**La consigna**
Presenta todas las líneas del material siguiente como una tabla en Markdown con dos columnas, «Número» y «Línea del material», una fila por línea y sin las líneas en blanco.
══ Material del ejercicio ══
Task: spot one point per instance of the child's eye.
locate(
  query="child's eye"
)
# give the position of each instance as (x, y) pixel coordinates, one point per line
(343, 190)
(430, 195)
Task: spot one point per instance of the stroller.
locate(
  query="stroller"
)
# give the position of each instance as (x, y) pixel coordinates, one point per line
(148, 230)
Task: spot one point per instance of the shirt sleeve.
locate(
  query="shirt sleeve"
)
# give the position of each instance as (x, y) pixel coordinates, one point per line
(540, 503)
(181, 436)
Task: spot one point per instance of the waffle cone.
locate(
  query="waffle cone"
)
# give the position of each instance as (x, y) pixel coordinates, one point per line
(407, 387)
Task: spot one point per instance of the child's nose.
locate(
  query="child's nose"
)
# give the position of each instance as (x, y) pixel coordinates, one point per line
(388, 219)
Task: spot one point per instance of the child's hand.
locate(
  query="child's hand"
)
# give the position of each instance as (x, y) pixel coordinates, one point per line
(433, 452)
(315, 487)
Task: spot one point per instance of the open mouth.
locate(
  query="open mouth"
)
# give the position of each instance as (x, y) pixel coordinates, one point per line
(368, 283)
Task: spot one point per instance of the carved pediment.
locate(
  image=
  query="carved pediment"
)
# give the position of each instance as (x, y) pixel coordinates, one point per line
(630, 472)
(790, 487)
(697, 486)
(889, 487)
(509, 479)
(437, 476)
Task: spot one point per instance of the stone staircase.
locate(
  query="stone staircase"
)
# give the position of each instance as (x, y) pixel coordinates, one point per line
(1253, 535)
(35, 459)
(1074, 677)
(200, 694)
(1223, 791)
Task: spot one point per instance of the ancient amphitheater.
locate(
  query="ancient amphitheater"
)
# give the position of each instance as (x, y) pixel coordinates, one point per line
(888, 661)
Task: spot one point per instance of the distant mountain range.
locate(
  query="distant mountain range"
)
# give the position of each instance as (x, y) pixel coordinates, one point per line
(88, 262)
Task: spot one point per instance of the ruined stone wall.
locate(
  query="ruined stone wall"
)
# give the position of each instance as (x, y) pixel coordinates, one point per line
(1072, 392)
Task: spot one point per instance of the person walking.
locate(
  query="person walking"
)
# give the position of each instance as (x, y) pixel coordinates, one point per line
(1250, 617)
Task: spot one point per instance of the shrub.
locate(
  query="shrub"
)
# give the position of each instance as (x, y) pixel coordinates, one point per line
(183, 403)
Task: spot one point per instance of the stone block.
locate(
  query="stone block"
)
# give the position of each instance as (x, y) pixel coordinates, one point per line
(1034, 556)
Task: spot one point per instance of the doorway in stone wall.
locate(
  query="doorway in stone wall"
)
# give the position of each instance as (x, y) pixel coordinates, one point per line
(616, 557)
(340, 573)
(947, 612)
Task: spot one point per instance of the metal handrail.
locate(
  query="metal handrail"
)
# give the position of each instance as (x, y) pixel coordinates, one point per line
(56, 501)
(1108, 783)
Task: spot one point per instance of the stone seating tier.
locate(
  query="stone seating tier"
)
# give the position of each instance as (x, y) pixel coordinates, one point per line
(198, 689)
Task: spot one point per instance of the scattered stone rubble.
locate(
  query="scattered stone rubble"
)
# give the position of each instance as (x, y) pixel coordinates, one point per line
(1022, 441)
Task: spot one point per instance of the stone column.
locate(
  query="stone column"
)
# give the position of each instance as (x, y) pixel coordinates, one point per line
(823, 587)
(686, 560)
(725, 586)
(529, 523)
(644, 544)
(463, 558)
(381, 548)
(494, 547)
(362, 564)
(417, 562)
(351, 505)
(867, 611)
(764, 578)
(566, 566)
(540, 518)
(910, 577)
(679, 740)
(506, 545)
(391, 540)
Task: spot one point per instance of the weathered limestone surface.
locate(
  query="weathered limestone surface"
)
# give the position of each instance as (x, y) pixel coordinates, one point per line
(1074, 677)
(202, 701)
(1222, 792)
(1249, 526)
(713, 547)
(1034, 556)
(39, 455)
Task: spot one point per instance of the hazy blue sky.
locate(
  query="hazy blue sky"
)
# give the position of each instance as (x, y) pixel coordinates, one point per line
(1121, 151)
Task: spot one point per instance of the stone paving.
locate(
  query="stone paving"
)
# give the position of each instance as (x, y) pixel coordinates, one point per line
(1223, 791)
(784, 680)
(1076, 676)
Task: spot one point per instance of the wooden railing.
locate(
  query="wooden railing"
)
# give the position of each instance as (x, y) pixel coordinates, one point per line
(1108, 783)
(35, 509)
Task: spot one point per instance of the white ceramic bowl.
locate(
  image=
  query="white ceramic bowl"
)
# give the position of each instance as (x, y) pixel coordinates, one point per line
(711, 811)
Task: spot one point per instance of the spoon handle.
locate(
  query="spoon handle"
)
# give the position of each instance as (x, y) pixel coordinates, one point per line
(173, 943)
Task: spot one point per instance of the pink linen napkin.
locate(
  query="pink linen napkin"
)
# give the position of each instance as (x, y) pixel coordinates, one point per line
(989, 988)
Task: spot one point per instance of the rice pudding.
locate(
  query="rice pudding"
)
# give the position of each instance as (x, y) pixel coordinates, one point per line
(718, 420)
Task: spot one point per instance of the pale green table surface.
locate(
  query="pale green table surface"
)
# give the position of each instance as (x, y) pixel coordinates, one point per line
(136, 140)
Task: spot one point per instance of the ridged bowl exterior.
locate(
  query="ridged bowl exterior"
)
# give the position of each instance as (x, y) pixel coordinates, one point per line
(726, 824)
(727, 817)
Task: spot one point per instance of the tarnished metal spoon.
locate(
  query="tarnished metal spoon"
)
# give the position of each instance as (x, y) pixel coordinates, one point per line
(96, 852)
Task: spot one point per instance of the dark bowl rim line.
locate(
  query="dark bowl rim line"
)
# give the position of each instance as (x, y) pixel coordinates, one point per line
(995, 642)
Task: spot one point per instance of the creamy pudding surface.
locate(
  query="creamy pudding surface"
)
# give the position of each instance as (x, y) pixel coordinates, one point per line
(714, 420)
═══
**Respuesta**
| Número | Línea del material |
|---|---|
| 1 | Task: spot one point per instance of the child's eye. |
| 2 | locate( |
| 3 |   query="child's eye" |
| 4 | ) |
| 5 | # give the position of each instance as (x, y) pixel coordinates, one point per line |
| 6 | (343, 190) |
| 7 | (430, 195) |
| 8 | Task: spot one point per instance of the stroller. |
| 9 | locate( |
| 10 |   query="stroller" |
| 11 | ) |
| 12 | # give the position of each instance as (x, y) pixel coordinates, one point per line |
| 13 | (148, 230) |
| 14 | Task: spot one point per instance of the shirt sleeve. |
| 15 | locate( |
| 16 |   query="shirt sleeve" |
| 17 | ) |
| 18 | # give the position of each instance as (x, y) pixel coordinates, one point per line |
| 19 | (540, 503) |
| 20 | (181, 436) |
| 21 | Task: spot one point per instance of the waffle cone. |
| 22 | locate( |
| 23 |   query="waffle cone" |
| 24 | ) |
| 25 | # give the position of each instance as (x, y) pixel coordinates, one point per line |
| 26 | (407, 387) |
| 27 | Task: spot one point per instance of the child's nose. |
| 28 | locate( |
| 29 |   query="child's nose" |
| 30 | ) |
| 31 | # give the position of each instance as (x, y) pixel coordinates, one point per line |
| 32 | (388, 219) |
| 33 | Task: spot one point per instance of the child's hand. |
| 34 | locate( |
| 35 |   query="child's hand" |
| 36 | ) |
| 37 | # give the position of each instance as (x, y) pixel coordinates, one point per line |
| 38 | (433, 452) |
| 39 | (315, 487) |
| 40 | Task: spot one point per instance of the open mouth. |
| 41 | locate( |
| 42 |   query="open mouth" |
| 43 | ) |
| 44 | # give the position of each instance as (x, y) pixel coordinates, one point per line |
| 45 | (368, 283) |
| 46 | Task: spot one point per instance of the carved pediment. |
| 47 | locate( |
| 48 |   image= |
| 49 |   query="carved pediment" |
| 50 | ) |
| 51 | # give the position of each instance as (x, y) pixel coordinates, one point per line |
| 52 | (630, 472) |
| 53 | (790, 487) |
| 54 | (697, 486) |
| 55 | (889, 487) |
| 56 | (509, 479) |
| 57 | (437, 476) |
| 58 | Task: spot one point per instance of the stone staircase. |
| 59 | locate( |
| 60 |   query="stone staircase" |
| 61 | ) |
| 62 | # give the position of each instance as (x, y) pixel coordinates, one point per line |
| 63 | (1253, 535) |
| 64 | (35, 459) |
| 65 | (1074, 677) |
| 66 | (200, 694) |
| 67 | (1223, 791) |
| 68 | Task: spot one point per instance of the ancient amphitheater. |
| 69 | locate( |
| 70 |   query="ancient amphitheater" |
| 71 | ) |
| 72 | # give the position of each instance as (x, y) pixel coordinates, one point per line |
| 73 | (888, 661) |
| 74 | Task: spot one point per instance of the distant mountain range. |
| 75 | locate( |
| 76 |   query="distant mountain range" |
| 77 | ) |
| 78 | # give the position of each instance as (x, y) pixel coordinates, one point per line |
| 79 | (88, 262) |
| 80 | Task: spot one point per instance of the ruined stone wall. |
| 81 | locate( |
| 82 |   query="ruined stone wall" |
| 83 | ) |
| 84 | # give the position of each instance as (x, y) pixel coordinates, one point per line |
| 85 | (1072, 392) |
| 86 | Task: spot one point per instance of the person walking. |
| 87 | locate( |
| 88 |   query="person walking" |
| 89 | ) |
| 90 | # give the position of each instance as (x, y) pixel coordinates, one point per line |
| 91 | (1250, 617) |
| 92 | Task: spot one point per instance of the shrub. |
| 93 | locate( |
| 94 |   query="shrub" |
| 95 | ) |
| 96 | # give the position of each instance as (x, y) pixel coordinates, one point per line |
| 97 | (183, 403) |
| 98 | Task: spot one point per instance of the stone block. |
| 99 | locate( |
| 100 |   query="stone block" |
| 101 | ) |
| 102 | # give the position of each instance as (x, y) pixel coordinates, one point per line |
| 103 | (1034, 556) |
| 104 | Task: spot one point per instance of the doorway in stone wall. |
| 105 | locate( |
| 106 |   query="doorway in stone wall" |
| 107 | ) |
| 108 | # give the position of each instance as (x, y) pixel coordinates, one point per line |
| 109 | (616, 557) |
| 110 | (340, 573) |
| 111 | (947, 612) |
| 112 | Task: spot one point per instance of the metal handrail. |
| 113 | locate( |
| 114 |   query="metal handrail" |
| 115 | ) |
| 116 | # give the position of each instance as (x, y) pixel coordinates, one point per line |
| 117 | (56, 501) |
| 118 | (1108, 783) |
| 119 | Task: spot one point per instance of the stone seating tier. |
| 120 | locate( |
| 121 |   query="stone seating tier" |
| 122 | ) |
| 123 | # give the position of each instance as (x, y) pixel coordinates, one point per line |
| 124 | (198, 689) |
| 125 | Task: spot one point per instance of the scattered stone rubble. |
| 126 | locate( |
| 127 |   query="scattered stone rubble" |
| 128 | ) |
| 129 | # give the position of each instance as (x, y) pixel coordinates, one point per line |
| 130 | (1022, 441) |
| 131 | Task: spot one point per instance of the stone column. |
| 132 | locate( |
| 133 |   query="stone column" |
| 134 | ) |
| 135 | # give the position of each instance as (x, y) pixel coordinates, one point per line |
| 136 | (823, 587) |
| 137 | (686, 560) |
| 138 | (725, 586) |
| 139 | (529, 523) |
| 140 | (644, 544) |
| 141 | (463, 558) |
| 142 | (381, 548) |
| 143 | (494, 547) |
| 144 | (362, 564) |
| 145 | (417, 562) |
| 146 | (351, 505) |
| 147 | (867, 611) |
| 148 | (764, 578) |
| 149 | (566, 566) |
| 150 | (540, 518) |
| 151 | (910, 577) |
| 152 | (679, 740) |
| 153 | (506, 545) |
| 154 | (391, 540) |
| 155 | Task: spot one point per instance of the weathered limestone surface. |
| 156 | locate( |
| 157 |   query="weathered limestone surface" |
| 158 | ) |
| 159 | # give the position of each instance as (x, y) pixel coordinates, one point per line |
| 160 | (1074, 677) |
| 161 | (202, 701) |
| 162 | (1222, 792) |
| 163 | (1249, 526) |
| 164 | (713, 547) |
| 165 | (1034, 556) |
| 166 | (39, 455) |
| 167 | Task: spot one point per instance of the hazy blue sky. |
| 168 | locate( |
| 169 |   query="hazy blue sky" |
| 170 | ) |
| 171 | # give the position of each instance as (x, y) pixel coordinates, one point per line |
| 172 | (1121, 151) |
| 173 | Task: spot one point per instance of the stone paving. |
| 174 | locate( |
| 175 |   query="stone paving" |
| 176 | ) |
| 177 | # give the position of each instance as (x, y) pixel coordinates, one point per line |
| 178 | (1223, 791) |
| 179 | (784, 680) |
| 180 | (1076, 676) |
| 181 | Task: spot one point per instance of the wooden railing. |
| 182 | locate( |
| 183 |   query="wooden railing" |
| 184 | ) |
| 185 | # give the position of each instance as (x, y) pixel coordinates, one point per line |
| 186 | (1108, 783) |
| 187 | (35, 509) |
| 188 | Task: spot one point per instance of the white ceramic bowl. |
| 189 | locate( |
| 190 |   image= |
| 191 |   query="white ceramic bowl" |
| 192 | ) |
| 193 | # give the position of each instance as (x, y) pixel coordinates, one point per line |
| 194 | (711, 811) |
| 195 | Task: spot one point per instance of the spoon handle. |
| 196 | locate( |
| 197 |   query="spoon handle" |
| 198 | ) |
| 199 | # give the position of each instance as (x, y) pixel coordinates, one point per line |
| 200 | (173, 943) |
| 201 | Task: spot one point per instance of the pink linen napkin. |
| 202 | locate( |
| 203 |   query="pink linen napkin" |
| 204 | ) |
| 205 | # give the position of each instance as (x, y) pixel coordinates, one point per line |
| 206 | (989, 988) |
| 207 | Task: spot one point per instance of the rice pudding. |
| 208 | locate( |
| 209 |   query="rice pudding" |
| 210 | ) |
| 211 | # give the position of each instance as (x, y) pixel coordinates, one point per line |
| 212 | (718, 420) |
| 213 | Task: spot one point per instance of the pale green table surface. |
| 214 | locate( |
| 215 |   query="pale green table surface" |
| 216 | ) |
| 217 | # give the position of each instance as (x, y) pixel coordinates, one point per line |
| 218 | (136, 140) |
| 219 | Task: spot one point per instance of the ridged bowl exterior. |
| 220 | locate( |
| 221 |   query="ridged bowl exterior" |
| 222 | ) |
| 223 | # give the position of each instance as (x, y) pixel coordinates, one point per line |
| 224 | (726, 824) |
| 225 | (727, 817) |
| 226 | Task: spot one point per instance of the tarnished metal spoon. |
| 227 | locate( |
| 228 |   query="tarnished metal spoon" |
| 229 | ) |
| 230 | # give the position of each instance as (x, y) pixel coordinates, one point per line |
| 231 | (96, 852) |
| 232 | Task: spot one point per instance of the dark bowl rim line. |
| 233 | locate( |
| 234 |   query="dark bowl rim line" |
| 235 | ) |
| 236 | # give the position of each instance as (x, y) pixel coordinates, one point per line |
| 237 | (995, 642) |
| 238 | Task: spot one point per instance of the creamy pudding surface. |
| 239 | locate( |
| 240 |   query="creamy pudding surface" |
| 241 | ) |
| 242 | # give the position of each instance as (x, y) pixel coordinates, one point per line |
| 243 | (714, 420) |